GIVEN PASSAGE

▶

Coworking and knowledge sharing - what could you learn?


Date: 4 December 2018

Coworking and knowledge sharing - what could you learn?Once associated with trendy start-ups and millennial culture, coworking spaces bring together a greater cross-section of generations than ever seen before. Coworking hubs are hugely diverse spaces, and can now cater to everyone from traditionally business-minded baby boomers to the disruptive Generation Y.

According to Michael Dubicki, Business Development Director at Flexioffices: "Coworking spaces bring together the old and new… they have evolved into a vast networking and knowledge-sharing opportunity, generating new business at a scale hitherto unseen."

We spoke to industry leaders about what's behind the rise in coworking environments, and what this means for the way we work.

Who uses coworking spaces?

For Alessa, Head of Community at The Office Group, the 2008 financial crisis was a significant reason for coworking spaces taking off: "After the recession, there was a huge increase in people in their 30s and 40s being laid off, and deciding to go it alone and start their own business.

"When they needed to move out of their living room, most of them ended up in a coworking space. This was hugely beneficial, albeit an incredibly daunting step.

"Simultaneously, more graduates than ever before are starting their own businesses (not really a thing when I graduated), which has resulted in the generations sharing a workspace - creating interesting, dynamic and inclusive communities."

◀

EXCERPTED DATA
▶

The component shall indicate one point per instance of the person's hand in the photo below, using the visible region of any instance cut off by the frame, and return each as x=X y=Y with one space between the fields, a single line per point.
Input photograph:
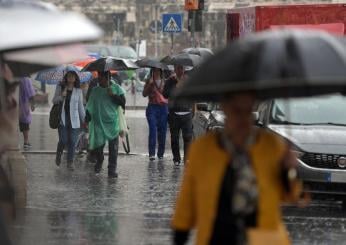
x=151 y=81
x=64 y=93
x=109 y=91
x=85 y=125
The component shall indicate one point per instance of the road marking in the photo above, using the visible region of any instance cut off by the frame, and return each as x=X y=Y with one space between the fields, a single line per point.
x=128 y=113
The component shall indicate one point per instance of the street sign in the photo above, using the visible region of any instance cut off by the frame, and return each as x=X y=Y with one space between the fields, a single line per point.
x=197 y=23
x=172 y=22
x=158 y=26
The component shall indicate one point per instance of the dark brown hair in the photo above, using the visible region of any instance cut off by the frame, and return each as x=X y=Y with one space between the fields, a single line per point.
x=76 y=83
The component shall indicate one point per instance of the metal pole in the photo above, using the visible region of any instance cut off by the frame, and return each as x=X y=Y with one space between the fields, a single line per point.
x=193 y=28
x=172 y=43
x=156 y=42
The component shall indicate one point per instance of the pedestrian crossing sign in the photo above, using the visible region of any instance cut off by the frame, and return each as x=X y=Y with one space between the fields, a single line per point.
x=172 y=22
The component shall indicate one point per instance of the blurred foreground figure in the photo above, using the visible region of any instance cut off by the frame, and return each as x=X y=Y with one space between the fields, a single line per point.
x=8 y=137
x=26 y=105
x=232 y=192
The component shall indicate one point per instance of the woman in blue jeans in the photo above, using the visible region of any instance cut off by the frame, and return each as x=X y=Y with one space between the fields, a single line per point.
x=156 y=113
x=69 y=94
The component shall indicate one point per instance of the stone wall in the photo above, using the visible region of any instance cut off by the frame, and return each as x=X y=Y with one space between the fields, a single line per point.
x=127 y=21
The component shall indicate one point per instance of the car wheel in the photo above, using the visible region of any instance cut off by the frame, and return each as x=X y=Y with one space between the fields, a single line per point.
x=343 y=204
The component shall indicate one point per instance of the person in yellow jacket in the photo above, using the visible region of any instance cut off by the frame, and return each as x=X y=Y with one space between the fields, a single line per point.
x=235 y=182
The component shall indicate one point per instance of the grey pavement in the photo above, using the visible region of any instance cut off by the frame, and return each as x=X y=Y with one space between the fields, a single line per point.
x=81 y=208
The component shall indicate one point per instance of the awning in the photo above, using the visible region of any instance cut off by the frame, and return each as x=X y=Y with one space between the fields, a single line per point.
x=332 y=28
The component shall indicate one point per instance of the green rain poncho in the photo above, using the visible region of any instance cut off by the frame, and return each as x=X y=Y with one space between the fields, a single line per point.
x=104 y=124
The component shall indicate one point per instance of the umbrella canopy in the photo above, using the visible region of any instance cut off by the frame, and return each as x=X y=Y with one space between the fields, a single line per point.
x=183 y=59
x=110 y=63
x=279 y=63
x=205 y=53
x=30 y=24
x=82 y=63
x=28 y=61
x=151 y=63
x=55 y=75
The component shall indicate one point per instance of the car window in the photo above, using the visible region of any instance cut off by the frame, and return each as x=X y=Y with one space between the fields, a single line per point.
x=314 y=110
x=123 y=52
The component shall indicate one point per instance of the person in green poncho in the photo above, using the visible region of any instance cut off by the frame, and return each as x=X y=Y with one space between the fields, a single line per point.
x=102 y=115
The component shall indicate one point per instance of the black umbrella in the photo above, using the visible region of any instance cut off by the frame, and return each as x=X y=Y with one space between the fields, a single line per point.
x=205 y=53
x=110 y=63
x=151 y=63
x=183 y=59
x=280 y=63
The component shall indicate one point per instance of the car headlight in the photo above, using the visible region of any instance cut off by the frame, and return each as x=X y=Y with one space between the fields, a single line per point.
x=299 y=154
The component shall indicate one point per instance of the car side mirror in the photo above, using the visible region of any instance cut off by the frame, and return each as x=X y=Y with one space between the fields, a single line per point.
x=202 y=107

◀
▶

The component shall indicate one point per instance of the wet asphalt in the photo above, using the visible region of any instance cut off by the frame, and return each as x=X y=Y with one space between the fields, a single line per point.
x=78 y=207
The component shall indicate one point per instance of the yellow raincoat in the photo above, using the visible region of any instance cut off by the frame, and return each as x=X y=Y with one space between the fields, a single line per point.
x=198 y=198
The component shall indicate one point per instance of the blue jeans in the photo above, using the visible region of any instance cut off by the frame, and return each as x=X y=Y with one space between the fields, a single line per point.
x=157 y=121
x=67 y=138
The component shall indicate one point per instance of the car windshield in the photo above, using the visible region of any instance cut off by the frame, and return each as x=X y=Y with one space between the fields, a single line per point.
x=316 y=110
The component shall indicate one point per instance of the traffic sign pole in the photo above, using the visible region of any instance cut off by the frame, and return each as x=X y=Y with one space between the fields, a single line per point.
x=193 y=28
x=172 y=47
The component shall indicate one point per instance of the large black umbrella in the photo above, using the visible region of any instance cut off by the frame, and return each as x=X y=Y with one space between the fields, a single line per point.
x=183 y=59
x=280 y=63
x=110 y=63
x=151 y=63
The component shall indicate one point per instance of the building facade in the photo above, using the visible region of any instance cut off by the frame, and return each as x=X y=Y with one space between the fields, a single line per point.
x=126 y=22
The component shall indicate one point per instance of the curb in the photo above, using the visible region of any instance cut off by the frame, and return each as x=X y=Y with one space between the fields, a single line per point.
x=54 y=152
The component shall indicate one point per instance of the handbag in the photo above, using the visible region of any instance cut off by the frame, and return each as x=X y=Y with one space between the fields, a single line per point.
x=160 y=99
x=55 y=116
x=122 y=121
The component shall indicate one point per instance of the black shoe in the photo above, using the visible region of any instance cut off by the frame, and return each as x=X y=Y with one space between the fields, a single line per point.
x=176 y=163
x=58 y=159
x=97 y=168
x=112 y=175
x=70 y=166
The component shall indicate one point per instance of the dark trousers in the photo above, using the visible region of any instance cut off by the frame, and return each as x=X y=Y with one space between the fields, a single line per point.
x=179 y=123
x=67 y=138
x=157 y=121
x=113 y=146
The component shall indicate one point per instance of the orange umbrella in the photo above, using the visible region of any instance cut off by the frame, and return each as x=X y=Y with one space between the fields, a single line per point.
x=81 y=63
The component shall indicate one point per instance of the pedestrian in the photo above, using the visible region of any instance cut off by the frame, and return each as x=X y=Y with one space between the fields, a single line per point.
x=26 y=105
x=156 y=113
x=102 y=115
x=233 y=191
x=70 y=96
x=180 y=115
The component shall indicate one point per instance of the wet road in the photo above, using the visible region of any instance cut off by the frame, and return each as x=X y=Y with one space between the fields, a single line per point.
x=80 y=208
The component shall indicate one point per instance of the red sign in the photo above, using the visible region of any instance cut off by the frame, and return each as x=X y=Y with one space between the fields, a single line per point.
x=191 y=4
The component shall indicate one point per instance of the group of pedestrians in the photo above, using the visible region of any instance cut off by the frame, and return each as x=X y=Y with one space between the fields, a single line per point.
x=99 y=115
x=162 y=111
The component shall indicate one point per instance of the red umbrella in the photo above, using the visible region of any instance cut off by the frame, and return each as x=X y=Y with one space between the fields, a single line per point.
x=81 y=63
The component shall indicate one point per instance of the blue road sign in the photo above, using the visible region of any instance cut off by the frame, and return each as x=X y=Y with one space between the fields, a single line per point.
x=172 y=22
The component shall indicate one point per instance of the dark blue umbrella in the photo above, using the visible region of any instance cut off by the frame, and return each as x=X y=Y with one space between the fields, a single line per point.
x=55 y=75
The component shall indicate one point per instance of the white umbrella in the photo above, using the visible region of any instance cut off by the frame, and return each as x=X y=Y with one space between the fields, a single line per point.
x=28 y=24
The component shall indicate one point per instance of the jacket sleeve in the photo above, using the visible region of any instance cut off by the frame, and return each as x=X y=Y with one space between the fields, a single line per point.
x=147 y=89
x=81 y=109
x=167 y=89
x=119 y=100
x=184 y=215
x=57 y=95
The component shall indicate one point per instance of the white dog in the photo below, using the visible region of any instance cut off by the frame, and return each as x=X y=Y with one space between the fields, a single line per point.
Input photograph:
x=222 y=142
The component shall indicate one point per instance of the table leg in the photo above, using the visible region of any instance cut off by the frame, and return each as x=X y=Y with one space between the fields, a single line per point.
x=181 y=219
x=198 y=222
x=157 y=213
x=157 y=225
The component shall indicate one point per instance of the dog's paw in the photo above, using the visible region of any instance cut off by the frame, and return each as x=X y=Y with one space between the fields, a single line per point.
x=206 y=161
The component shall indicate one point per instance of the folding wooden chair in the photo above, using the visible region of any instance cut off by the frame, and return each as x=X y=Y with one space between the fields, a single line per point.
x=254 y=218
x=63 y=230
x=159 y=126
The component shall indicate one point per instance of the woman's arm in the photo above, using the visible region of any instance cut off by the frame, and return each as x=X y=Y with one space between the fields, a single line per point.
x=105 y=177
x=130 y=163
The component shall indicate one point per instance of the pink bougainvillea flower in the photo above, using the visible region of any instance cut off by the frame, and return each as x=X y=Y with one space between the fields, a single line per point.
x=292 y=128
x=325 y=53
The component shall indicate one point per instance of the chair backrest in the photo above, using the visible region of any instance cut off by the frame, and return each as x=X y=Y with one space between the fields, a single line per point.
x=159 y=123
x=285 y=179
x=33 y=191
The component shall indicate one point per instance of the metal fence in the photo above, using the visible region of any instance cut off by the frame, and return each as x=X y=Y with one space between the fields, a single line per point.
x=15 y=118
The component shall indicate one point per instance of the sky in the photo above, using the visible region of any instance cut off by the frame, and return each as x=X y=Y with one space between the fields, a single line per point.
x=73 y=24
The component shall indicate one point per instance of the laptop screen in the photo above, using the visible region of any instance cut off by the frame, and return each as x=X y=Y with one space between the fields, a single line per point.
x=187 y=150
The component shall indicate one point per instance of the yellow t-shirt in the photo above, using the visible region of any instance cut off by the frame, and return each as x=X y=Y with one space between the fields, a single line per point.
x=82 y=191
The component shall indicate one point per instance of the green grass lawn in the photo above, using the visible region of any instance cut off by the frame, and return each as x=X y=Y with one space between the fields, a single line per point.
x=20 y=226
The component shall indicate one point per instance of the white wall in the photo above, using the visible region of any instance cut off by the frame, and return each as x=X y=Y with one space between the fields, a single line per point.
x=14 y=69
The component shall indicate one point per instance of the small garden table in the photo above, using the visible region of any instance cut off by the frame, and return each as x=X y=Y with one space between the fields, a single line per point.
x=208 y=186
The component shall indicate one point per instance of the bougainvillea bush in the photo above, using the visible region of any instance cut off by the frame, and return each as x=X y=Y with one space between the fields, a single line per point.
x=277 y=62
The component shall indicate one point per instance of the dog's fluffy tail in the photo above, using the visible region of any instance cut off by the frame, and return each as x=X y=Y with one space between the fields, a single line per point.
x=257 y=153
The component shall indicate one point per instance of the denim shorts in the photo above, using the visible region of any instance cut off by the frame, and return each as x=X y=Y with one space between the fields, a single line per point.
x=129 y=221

◀
▶

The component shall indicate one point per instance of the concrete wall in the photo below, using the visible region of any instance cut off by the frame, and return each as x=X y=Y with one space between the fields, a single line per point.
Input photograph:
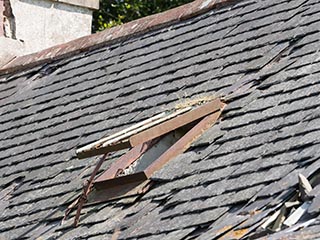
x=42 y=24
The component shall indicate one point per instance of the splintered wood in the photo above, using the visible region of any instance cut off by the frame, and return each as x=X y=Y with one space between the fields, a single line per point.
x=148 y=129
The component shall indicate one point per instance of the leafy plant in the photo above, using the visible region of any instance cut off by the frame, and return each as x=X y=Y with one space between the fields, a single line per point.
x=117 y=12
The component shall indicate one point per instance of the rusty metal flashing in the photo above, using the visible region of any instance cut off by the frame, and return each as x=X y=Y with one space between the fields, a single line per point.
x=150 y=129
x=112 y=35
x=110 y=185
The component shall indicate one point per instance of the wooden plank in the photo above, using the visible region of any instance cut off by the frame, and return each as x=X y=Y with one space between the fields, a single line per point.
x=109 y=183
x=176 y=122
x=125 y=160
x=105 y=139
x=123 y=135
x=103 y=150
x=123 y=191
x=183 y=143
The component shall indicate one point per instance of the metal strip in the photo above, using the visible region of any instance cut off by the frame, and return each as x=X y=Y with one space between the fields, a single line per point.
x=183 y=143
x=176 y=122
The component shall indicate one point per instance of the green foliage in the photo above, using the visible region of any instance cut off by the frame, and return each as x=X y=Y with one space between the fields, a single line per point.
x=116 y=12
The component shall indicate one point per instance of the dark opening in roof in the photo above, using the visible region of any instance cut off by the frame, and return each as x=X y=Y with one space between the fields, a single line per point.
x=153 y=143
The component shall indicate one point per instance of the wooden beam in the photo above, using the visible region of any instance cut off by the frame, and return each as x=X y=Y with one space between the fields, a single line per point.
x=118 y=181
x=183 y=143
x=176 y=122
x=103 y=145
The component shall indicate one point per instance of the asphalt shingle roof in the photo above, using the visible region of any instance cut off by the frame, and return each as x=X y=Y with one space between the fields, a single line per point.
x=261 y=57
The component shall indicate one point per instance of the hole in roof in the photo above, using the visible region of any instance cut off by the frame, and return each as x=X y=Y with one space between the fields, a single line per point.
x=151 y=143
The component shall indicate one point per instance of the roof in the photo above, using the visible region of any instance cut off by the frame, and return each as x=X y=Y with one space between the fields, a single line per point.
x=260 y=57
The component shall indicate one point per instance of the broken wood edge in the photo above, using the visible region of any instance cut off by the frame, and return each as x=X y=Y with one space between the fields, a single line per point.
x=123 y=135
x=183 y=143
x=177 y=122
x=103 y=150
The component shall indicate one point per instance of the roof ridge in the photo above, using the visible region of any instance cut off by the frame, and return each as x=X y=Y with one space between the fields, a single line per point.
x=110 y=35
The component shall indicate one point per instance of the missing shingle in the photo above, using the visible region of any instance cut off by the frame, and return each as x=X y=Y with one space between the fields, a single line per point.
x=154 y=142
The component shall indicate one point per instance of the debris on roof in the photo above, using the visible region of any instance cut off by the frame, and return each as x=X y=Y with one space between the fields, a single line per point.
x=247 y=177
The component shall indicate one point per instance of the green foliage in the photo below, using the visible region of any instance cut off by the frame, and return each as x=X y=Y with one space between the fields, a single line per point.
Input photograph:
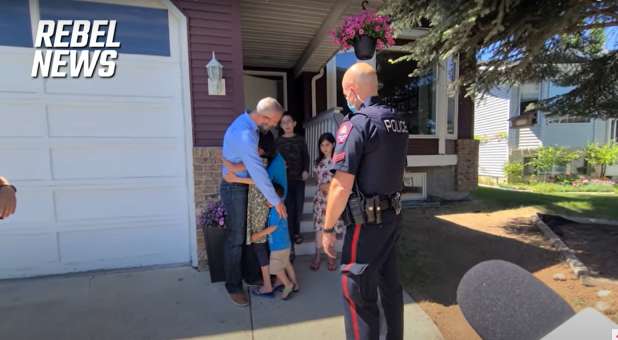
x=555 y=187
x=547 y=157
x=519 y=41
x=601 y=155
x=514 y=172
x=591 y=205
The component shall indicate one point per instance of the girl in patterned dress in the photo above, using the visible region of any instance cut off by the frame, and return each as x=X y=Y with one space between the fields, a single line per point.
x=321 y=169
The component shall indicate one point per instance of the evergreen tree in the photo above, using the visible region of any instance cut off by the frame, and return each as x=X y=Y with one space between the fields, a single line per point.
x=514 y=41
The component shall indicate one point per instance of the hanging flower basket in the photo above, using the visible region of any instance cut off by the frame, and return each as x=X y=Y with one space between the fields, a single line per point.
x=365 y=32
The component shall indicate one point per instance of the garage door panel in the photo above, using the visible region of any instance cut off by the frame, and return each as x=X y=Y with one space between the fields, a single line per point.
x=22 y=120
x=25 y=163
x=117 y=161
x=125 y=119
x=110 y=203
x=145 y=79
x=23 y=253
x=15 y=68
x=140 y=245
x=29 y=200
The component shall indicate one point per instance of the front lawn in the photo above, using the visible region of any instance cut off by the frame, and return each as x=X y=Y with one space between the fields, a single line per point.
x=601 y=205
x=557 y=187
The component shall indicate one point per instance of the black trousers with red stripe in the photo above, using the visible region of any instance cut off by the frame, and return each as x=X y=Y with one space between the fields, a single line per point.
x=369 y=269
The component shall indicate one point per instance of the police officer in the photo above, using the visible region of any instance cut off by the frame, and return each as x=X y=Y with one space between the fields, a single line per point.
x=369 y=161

◀

WORK ITEM
Return the full coworking article from above, word for word.

YOUR SOLUTION
Coworking and knowledge sharing - what could you learn?


Date: 4 December 2018

Coworking and knowledge sharing - what could you learn?Once associated with trendy start-ups and millennial culture, coworking spaces bring together a greater cross-section of generations than ever seen before. Coworking hubs are hugely diverse spaces, and can now cater to everyone from traditionally business-minded baby boomers to the disruptive Generation Y.

According to Michael Dubicki, Business Development Director at Flexioffices: "Coworking spaces bring together the old and new… they have evolved into a vast networking and knowledge-sharing opportunity, generating new business at a scale hitherto unseen."

We spoke to industry leaders about what's behind the rise in coworking environments, and what this means for the way we work.

Who uses coworking spaces?

For Alessa, Head of Community at The Office Group, the 2008 financial crisis was a significant reason for coworking spaces taking off: "After the recession, there was a huge increase in people in their 30s and 40s being laid off, and deciding to go it alone and start their own business.

"When they needed to move out of their living room, most of them ended up in a coworking space. This was hugely beneficial, albeit an incredibly daunting step.

"Simultaneously, more graduates than ever before are starting their own businesses (not really a thing when I graduated), which has resulted in the generations sharing a workspace - creating interesting, dynamic and inclusive communities."